Try it:
Only lines holding the word "square" are wanted from the records; copy all of them.

Natural language region descriptions:
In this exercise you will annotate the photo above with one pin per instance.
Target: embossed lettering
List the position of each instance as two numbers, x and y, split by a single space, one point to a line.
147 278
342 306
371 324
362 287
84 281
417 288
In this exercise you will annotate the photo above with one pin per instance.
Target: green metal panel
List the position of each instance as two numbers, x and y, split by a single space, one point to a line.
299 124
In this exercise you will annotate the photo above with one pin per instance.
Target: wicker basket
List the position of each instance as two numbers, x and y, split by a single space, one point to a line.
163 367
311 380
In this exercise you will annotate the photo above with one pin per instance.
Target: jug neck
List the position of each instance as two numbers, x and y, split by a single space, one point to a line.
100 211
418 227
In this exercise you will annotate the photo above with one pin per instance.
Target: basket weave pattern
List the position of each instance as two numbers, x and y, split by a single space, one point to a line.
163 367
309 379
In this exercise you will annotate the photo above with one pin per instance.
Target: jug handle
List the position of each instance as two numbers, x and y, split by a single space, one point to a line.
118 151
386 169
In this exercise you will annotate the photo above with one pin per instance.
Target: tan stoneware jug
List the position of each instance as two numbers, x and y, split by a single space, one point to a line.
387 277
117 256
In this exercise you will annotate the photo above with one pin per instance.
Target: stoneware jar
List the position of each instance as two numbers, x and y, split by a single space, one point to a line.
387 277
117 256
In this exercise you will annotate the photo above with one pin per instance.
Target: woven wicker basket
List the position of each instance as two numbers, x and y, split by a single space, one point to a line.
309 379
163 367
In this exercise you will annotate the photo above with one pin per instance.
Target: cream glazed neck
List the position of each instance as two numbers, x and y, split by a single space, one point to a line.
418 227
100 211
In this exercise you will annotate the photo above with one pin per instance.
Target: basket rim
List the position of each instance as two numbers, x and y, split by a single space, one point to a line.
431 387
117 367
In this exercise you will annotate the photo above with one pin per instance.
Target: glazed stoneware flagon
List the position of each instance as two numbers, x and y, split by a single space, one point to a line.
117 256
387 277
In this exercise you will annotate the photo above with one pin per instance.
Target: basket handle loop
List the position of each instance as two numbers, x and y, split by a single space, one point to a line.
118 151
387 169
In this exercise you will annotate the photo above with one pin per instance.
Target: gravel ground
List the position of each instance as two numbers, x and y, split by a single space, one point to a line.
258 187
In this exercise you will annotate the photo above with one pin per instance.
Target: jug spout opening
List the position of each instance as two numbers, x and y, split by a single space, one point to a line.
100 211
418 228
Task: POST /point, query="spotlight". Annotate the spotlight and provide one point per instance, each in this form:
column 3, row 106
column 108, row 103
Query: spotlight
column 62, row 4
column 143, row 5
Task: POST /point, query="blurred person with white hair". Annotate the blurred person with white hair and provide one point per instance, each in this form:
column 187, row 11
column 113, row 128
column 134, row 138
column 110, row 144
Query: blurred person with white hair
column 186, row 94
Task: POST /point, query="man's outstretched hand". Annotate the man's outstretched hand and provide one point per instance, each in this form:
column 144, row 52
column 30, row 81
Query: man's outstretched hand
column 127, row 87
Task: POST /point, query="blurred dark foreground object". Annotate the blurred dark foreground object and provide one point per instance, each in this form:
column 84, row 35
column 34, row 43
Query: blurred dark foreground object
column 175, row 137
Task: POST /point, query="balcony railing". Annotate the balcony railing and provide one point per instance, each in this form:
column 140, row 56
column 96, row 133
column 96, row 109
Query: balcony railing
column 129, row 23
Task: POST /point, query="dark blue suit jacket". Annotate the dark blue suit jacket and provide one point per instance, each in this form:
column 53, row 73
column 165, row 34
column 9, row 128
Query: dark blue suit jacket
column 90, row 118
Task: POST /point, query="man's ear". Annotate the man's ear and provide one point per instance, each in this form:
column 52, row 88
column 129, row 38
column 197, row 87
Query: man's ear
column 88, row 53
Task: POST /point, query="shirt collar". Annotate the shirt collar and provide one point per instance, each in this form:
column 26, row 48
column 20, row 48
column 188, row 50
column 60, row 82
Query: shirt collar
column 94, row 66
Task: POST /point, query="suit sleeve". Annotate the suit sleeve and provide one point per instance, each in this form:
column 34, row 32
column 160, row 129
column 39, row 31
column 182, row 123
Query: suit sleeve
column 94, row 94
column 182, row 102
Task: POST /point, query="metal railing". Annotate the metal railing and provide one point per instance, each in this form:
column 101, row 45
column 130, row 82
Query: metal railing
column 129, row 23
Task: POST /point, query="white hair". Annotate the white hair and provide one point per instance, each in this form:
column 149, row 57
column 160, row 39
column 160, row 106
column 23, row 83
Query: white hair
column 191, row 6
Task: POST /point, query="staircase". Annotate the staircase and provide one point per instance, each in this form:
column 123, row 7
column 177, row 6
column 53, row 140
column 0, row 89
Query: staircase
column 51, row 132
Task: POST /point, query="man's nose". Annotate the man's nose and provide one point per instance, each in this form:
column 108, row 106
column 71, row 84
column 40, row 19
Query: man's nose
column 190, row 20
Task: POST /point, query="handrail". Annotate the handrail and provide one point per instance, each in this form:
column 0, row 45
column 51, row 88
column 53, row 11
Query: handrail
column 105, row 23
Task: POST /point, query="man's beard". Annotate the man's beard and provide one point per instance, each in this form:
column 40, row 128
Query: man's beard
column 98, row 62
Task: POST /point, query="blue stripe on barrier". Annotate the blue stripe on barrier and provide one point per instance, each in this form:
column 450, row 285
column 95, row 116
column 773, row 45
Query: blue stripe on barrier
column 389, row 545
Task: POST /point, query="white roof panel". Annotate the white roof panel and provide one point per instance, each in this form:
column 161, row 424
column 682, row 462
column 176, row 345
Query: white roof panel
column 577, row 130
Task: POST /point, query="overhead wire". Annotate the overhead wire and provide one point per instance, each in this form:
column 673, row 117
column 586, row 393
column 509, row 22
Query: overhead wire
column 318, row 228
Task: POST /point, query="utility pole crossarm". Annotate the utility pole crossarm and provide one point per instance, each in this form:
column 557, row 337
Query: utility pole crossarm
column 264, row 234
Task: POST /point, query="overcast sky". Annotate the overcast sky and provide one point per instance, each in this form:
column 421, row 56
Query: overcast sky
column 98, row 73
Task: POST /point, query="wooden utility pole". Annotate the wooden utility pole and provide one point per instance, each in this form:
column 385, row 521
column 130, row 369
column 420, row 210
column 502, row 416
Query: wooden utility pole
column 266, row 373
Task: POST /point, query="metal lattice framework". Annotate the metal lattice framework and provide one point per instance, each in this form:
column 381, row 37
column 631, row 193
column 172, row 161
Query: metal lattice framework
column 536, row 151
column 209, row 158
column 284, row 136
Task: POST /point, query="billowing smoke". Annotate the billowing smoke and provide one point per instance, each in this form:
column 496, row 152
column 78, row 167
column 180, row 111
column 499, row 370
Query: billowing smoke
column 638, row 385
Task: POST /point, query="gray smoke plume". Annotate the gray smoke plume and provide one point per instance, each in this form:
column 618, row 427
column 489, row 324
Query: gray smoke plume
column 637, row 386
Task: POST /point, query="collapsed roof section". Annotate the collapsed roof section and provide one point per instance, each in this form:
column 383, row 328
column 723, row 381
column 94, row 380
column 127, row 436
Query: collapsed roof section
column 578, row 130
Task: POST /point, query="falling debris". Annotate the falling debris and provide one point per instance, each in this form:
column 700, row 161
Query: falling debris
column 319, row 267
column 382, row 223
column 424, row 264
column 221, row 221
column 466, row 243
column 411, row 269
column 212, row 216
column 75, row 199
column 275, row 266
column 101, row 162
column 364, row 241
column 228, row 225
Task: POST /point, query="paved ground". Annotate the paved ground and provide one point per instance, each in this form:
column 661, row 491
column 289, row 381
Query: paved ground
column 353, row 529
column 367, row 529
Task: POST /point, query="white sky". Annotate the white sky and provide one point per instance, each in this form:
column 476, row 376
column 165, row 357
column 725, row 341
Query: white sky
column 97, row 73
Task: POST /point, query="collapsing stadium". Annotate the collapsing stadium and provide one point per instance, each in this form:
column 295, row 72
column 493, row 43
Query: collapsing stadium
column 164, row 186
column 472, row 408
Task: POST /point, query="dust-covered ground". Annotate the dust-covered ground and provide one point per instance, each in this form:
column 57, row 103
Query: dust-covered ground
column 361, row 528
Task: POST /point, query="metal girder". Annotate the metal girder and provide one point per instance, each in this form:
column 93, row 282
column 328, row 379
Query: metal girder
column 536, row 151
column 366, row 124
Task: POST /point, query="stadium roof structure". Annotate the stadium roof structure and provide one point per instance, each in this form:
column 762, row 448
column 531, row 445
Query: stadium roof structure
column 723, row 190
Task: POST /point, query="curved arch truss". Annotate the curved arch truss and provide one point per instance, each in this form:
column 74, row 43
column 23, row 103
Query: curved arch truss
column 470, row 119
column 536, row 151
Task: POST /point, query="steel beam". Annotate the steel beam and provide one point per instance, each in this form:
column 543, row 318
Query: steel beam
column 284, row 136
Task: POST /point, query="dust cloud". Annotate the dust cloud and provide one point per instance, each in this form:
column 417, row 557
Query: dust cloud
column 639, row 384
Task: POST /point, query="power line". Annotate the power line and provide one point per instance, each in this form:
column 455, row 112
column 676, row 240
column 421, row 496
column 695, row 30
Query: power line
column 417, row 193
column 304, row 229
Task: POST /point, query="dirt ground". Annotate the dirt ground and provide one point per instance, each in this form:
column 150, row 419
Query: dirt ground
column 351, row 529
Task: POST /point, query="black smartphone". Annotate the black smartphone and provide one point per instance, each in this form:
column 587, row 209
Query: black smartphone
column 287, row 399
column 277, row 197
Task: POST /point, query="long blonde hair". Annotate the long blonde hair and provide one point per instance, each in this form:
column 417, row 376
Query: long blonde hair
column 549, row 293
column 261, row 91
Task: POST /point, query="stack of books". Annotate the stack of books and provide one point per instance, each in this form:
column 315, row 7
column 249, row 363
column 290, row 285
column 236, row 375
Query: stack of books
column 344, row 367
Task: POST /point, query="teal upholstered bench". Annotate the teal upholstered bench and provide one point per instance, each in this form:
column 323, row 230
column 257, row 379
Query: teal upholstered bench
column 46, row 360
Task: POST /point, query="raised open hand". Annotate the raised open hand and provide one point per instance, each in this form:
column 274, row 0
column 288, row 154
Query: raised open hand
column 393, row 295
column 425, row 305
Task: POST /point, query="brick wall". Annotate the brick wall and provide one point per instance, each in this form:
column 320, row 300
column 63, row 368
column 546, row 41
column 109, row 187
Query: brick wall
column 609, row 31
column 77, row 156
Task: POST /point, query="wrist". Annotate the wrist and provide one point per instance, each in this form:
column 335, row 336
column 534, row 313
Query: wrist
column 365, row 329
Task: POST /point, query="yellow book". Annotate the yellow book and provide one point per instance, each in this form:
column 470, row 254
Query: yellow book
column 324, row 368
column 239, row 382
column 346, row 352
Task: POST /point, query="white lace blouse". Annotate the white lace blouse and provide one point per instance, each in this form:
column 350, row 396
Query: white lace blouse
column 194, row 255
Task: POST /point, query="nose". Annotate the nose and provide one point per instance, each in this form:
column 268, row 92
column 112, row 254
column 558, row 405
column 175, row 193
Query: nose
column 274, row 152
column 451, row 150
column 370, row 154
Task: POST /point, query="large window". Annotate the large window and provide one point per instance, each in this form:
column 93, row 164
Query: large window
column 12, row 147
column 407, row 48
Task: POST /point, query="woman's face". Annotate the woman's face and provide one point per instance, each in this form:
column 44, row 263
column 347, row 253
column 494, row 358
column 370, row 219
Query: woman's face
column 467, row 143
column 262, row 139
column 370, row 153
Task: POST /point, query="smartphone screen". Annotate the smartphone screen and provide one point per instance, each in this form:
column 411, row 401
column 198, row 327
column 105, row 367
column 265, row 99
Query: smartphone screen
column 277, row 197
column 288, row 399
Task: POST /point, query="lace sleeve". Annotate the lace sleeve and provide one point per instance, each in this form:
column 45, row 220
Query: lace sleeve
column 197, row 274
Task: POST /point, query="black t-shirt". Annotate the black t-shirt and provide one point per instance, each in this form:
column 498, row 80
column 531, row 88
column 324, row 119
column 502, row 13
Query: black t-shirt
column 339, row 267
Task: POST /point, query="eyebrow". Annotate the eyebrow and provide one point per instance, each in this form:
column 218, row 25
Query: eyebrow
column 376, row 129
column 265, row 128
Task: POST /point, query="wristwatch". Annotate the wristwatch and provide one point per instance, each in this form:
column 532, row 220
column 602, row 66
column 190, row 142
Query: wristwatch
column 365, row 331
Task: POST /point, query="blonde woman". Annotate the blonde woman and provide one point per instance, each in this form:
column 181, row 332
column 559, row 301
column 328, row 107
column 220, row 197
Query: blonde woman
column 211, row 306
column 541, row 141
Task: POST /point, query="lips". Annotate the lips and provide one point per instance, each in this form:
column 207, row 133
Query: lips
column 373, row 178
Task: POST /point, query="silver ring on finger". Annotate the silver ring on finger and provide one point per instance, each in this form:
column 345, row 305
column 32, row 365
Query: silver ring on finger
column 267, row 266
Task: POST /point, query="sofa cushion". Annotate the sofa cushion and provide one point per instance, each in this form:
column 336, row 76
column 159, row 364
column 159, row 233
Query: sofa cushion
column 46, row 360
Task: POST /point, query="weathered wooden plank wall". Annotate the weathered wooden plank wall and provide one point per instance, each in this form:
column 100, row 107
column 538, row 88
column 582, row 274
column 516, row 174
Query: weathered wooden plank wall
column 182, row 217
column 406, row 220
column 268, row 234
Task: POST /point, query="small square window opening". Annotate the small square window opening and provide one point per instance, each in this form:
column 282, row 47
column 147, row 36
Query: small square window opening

Your solution:
Task: POST /point, query="small square window opening". Annotate the small square window opening and provide one point per instance, each in this form:
Query: small square window opening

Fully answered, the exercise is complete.